TASK SET:
1) Answer these questions about the passage on generic-emulating DPA:
(a) In which section are the lasso-based and ridge-based distinguishers introduced?
(b) What statistical learning technique is exploited in Sect. 4?
(c) In the Differential Power Analysis subsection, what does N stand for?
2) Please write the next part of the passage on generic-emulating DPA, starting after its last sentence.

DOCUMENT TEXT:

First, we introduce in Sect. 3 two alternative generic-emulating distinguishers named lasso-based and ridge-based ones. We show that the new distinguishers enjoy a more stable and better performance than SLR-based ones (see Fig. 4). Intuitively, our improvement benefits from the fact that our distinguishers use a more continuous way to shrink the parameters than SLR-based ones (see Sect. 5.1 for a discussion).

Second, we exploit in Sect. 4 a technique from statistical learning called ‘cross-validation’ that might be of independent interest (used in the context of profiled DPA in [5]), and show in Sect. 5 that it can be combined with generic-emulating DPAs to improve the performance in general.

Finally, for a comprehensive comparison, we illustrate in Sect. 5 the performances of SLR-based DPA, ridge-based DPA and lasso-based DPA in various settings, e.g., with and without cross-validation, against leakage function of different degrees and on a real smart card. Some of our attacks outperform the best Difference-of-means (DoM) attackFootnote 3 in simulation-based experiments and achieve almost the same performance as best DoM attack on real smart cards. Therefore, our results improve the work of [16] and can be considered as taking one concrete step forward towards making generic-emulating DPA practical.

2 Background

2.1 Differential Power Analysis

Following the ‘divide-and-conquer’ strategy, a DPA attack breaks down a secret key into a number of subkeys of small length and recovers them independently. Let X be a vector of some (partial) plaintext in consideration, i.e., \(X=(X_i)_{i\in \{1,\ldots ,N\}}\), where N is the number of measurements and \(X_i\) corresponds to the (partial) plaintext of i-th measurement. Let k be a hypothesis subkey, let \(F_k:\mathbb {F}_2^m \rightarrow \mathbb {F}_2^m\) be a target function, where m is the bit length of \(X_i\), and thus the intermediate value \(Z_{i,k}=F_k(X_i)\) is called a target and \(Z_{k}=F_k(X)=(Z_{i,k})_{i\in \{1,\ldots ,N\}}\) is the target vector obtained by applying \(F_k\) to X component-wise.

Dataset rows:
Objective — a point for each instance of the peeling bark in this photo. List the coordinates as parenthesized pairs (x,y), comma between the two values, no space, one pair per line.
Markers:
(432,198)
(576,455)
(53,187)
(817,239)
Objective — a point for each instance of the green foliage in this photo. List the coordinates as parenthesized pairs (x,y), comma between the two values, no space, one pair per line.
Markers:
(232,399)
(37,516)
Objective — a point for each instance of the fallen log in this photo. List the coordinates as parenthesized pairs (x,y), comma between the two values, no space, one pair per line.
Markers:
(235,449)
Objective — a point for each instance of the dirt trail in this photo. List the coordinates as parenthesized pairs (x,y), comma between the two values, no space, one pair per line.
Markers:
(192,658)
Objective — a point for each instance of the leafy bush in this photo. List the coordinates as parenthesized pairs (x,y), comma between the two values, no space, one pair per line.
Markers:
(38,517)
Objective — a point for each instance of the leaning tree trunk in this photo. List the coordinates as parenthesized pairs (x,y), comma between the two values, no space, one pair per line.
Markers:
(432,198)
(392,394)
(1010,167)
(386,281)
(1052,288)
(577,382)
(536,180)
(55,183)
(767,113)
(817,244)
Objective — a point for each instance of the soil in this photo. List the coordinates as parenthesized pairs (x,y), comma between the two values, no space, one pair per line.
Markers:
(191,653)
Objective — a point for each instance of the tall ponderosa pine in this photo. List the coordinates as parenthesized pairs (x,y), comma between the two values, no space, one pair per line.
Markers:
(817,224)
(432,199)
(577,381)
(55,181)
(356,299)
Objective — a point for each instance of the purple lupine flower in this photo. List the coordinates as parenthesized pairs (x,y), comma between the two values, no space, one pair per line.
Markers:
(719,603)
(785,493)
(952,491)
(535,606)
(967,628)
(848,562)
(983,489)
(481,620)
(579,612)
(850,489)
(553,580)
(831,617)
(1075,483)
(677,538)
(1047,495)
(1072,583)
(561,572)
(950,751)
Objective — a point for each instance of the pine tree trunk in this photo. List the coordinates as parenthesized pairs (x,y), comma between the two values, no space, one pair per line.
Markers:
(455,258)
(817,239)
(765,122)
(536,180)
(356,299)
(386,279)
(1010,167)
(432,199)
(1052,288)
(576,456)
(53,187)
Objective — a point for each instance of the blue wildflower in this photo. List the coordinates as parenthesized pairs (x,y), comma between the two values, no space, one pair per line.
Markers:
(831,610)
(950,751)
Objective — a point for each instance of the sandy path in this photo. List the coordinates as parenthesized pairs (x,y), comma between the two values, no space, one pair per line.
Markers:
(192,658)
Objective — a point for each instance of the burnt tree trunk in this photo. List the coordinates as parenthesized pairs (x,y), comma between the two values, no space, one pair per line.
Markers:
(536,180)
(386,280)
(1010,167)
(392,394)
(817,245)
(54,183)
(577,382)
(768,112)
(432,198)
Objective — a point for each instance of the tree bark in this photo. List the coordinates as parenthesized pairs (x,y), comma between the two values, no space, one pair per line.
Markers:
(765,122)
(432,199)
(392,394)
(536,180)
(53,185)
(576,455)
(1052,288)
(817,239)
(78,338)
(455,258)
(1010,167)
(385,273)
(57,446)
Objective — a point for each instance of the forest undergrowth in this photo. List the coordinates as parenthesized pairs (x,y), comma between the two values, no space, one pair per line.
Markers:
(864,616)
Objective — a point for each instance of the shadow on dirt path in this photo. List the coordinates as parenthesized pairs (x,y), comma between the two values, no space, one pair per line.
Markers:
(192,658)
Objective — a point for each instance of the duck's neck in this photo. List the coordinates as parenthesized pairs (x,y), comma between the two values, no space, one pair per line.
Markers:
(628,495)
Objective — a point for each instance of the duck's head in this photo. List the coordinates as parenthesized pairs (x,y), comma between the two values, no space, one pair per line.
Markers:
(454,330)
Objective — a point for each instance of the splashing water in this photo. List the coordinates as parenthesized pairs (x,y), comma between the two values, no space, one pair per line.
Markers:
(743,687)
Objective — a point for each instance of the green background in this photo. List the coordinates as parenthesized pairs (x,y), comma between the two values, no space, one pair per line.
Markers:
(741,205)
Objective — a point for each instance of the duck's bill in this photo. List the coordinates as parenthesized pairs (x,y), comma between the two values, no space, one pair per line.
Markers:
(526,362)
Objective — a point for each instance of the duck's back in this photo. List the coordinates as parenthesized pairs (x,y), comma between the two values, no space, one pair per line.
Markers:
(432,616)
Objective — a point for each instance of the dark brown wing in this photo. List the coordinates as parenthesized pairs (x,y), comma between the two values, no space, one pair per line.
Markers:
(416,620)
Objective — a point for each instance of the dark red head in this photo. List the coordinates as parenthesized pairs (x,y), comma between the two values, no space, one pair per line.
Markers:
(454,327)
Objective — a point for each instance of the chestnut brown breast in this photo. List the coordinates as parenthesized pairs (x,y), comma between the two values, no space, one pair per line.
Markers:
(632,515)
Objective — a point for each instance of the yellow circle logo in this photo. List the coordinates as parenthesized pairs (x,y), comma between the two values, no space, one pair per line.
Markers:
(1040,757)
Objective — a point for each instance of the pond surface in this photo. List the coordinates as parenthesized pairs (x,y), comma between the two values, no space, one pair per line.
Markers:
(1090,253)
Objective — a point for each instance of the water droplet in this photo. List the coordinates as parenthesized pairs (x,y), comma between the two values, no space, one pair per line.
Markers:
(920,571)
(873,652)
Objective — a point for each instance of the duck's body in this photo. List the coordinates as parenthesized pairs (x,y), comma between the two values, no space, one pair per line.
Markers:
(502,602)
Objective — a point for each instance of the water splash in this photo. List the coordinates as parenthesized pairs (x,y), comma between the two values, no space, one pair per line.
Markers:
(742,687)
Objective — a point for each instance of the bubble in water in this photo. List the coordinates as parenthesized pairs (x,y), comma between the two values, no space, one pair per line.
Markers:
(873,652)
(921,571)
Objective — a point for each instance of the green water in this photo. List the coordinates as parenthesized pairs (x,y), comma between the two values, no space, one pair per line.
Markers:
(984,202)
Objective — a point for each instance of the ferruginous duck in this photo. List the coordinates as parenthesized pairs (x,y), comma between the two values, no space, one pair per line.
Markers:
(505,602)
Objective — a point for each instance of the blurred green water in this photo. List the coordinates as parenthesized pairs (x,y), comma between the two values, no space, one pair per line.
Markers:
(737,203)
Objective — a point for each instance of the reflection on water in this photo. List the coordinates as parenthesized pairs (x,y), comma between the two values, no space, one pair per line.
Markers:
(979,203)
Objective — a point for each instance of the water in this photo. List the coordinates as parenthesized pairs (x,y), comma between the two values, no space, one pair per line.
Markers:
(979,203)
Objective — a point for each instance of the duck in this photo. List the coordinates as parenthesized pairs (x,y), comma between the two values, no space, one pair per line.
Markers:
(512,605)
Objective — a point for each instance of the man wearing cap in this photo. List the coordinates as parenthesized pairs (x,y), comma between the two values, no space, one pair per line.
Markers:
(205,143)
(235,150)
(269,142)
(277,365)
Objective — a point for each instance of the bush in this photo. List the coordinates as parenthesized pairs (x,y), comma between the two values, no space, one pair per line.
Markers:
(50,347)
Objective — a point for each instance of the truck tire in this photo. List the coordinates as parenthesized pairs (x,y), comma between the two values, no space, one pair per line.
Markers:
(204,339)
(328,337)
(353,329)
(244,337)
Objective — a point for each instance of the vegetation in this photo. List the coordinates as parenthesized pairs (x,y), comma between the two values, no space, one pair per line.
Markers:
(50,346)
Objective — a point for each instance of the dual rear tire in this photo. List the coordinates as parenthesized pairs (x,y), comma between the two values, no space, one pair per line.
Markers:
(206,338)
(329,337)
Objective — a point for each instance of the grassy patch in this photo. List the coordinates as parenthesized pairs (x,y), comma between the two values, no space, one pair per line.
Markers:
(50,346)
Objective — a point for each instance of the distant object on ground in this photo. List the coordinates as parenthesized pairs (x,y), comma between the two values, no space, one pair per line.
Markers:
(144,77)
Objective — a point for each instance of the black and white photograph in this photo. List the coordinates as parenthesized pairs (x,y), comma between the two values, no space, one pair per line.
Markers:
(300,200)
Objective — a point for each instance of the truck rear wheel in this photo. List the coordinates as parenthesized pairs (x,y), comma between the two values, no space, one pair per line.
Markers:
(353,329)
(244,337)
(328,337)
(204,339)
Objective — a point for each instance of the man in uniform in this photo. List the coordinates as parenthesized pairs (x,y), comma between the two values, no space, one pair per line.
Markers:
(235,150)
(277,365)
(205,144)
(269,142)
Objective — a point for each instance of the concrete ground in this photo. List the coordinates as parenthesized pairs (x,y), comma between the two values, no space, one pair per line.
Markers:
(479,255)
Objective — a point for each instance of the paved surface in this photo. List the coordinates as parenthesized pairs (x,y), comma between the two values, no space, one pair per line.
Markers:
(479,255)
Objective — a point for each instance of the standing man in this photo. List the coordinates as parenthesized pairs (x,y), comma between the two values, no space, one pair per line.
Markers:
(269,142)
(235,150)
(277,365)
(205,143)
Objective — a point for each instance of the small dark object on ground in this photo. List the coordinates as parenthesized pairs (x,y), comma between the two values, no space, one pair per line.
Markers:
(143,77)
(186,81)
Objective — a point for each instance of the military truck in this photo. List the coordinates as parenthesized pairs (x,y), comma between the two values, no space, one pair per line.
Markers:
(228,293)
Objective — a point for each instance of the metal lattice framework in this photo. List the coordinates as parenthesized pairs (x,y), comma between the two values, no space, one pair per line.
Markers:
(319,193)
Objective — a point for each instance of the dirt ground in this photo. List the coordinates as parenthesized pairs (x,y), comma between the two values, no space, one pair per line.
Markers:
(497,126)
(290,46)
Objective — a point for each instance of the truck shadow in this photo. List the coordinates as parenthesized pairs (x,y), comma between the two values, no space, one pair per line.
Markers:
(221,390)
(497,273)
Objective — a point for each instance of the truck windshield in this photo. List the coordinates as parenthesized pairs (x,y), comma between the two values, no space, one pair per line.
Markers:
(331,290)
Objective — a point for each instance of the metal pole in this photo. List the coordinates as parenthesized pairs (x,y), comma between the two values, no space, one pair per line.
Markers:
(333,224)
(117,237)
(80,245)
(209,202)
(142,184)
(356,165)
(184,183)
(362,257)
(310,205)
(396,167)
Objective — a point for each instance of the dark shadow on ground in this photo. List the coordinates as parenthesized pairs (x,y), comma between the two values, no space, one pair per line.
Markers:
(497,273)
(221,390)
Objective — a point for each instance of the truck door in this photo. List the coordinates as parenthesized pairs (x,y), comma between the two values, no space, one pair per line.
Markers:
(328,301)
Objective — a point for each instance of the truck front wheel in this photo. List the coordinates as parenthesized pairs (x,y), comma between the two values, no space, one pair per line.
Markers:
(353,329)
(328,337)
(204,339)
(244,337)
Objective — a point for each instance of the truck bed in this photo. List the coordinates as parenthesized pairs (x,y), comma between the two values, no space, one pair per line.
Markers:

WRITTEN ANSWERS:
1)
(a) Sect. 3
(b) Cross-validation
(c) The number of measurements

2)
Let \(L:\mathbb {F}_2^m \rightarrow \mathbb {R}\) be the leakage function and let T be a vector of power consumptions. We have \(T_i=L \circ Z_{i,k^*}+\varepsilon \) and \(T=L \circ Z_{k^*}+\varepsilon \), where \(\circ \) denotes function composition, \(k^*\) is the correct subkey key and \(\varepsilon \) denotes probabilistic noise. A trace \(t_i\) is the combination of power consumption \(T_i\) and plaintext \(X_i\), i.e., \(t_i=(T_i,X_i)\). Let the function \(M:\mathbb {F}_2^m \rightarrow \mathbb {R}\) be the power model that approximates the leakage function L, namely, \(T \approx M \circ F_{k^*}(X)\), where the noise information is also included in the power model.

In this paper, we assume that \(F_k(\cdot )\) is an injective function (e.g., the AES S-Box). With the above definitions and notation, we can describe DPA as follows:

  1. 1.

    Make a subkey guess k and compute the corresponding target value \(F_k(X_i)\).

  2. 2.

    Estimate the power consumptions of \(F_k(X)\) with the power model \(M(\cdot )\), i.e., \(M(F_k(X))\).

  3. 3.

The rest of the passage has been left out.